▸ **To do**
Set down, please, without alteration, the lines of the entries below from the first through the one containing "Target: glass jar".

▸ **Data supplied**
==*==

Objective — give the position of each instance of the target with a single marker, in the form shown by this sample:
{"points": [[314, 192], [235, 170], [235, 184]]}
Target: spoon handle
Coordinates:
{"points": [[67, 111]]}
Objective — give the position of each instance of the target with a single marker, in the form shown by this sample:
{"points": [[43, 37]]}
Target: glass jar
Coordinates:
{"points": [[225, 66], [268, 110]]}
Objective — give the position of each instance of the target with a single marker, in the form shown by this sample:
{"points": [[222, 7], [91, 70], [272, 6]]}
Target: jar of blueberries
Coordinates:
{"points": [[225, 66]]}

==*==

▸ **Task result**
Objective — give the position of each instance of the target with a single marker, in the form shown by this sample:
{"points": [[314, 192], [235, 170], [235, 184]]}
Target: spoon handle
Coordinates:
{"points": [[67, 111]]}
Objective — give the position of each instance of the target with a single marker, in the form shown by this sample:
{"points": [[43, 37]]}
Target: glass jar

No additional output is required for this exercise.